De regreso al país, hacia 1925, con el dúo ya establecido, consigue el éxito en esa Buenos Aires de pronto promisoria: conoce a Gardel y a Discépolo, incursiona en el tango y graba un poco de todo, con Los Lobos, integrando un trío junto al violinista Elvino Vardaro, o como solista. Pero los sueños y el afán de aventura los arrastra a ambos a un viaje transatlántico, rumbo a Europa, acompañando a la orquesta de un bailarín negro, Harry Fleming, que convence al capitán de hacer exhibiciones de box.

“En el barco, hacíamos dos peleas por noche. Una de peso gallo [donde peleaba el propio Alemán, curtido en las calles de Santos] y otra de peso mediano, donde peleaba Fleming. Peleábamos contra los pasajeros o con los marineros. Los músicos de la orquesta apostaban con plata que les daba el mismo Fleming y ganábamos siempre. Nos hicimos una punta de mangos hasta llegar a Cadiz”, rememoró esa otra faceta de su personalidad.

París era una fiesta

Con Fleming recorrieron gran parte de España hasta que a Alemán le llegó una invitación de esas que no se puede rechazar. Josephine Baker, la primera estrella afroamericana del espectáculo internacional, estaba formando su orquesta y los músicos le habían echado el ojo a ese guitarrista multifacético, por entonces anclado en Madrid, a la espera de una nueva oportunidad.
....................
QUÉ HACER:
**A.** Actualiza el fragmento desde "París era una" hasta "una nueva oportunidad.", ambos incluidos, y pon "Sevilla" donde dice "Madrid".
**B.** Resume en menos palabras el párrafo del fragmento que empieza con "Con Fleming recorrieron" y conserva sus datos principales.
Los datos que aparecen a continuación son material independiente del fragmento.

DATOS DISPONIBLES:
....................
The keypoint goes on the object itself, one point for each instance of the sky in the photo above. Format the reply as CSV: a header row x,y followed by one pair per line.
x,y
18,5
....................
RESPUESTAS:
**A.**
París era una fiesta

Con Fleming recorrieron gran parte de España hasta que a Alemán le llegó una invitación de esas que no se puede rechazar. Josephine Baker, la primera estrella afroamericana del espectáculo internacional, estaba formando su orquesta y los músicos le habían echado el ojo a ese guitarrista multifacético, por entonces anclado en Sevilla, a la espera de una nueva oportunidad.

**B.** Tras recorrer gran parte de España con Fleming, Alemán estaba en Madrid esperando una nueva oportunidad. Allí recibió una invitación que no podía rechazar. Josephine Baker, la primera estrella afroamericana del espectáculo internacional, estaba formando su orquesta, y sus músicos se habían fijado en él por ser un guitarrista multifacético.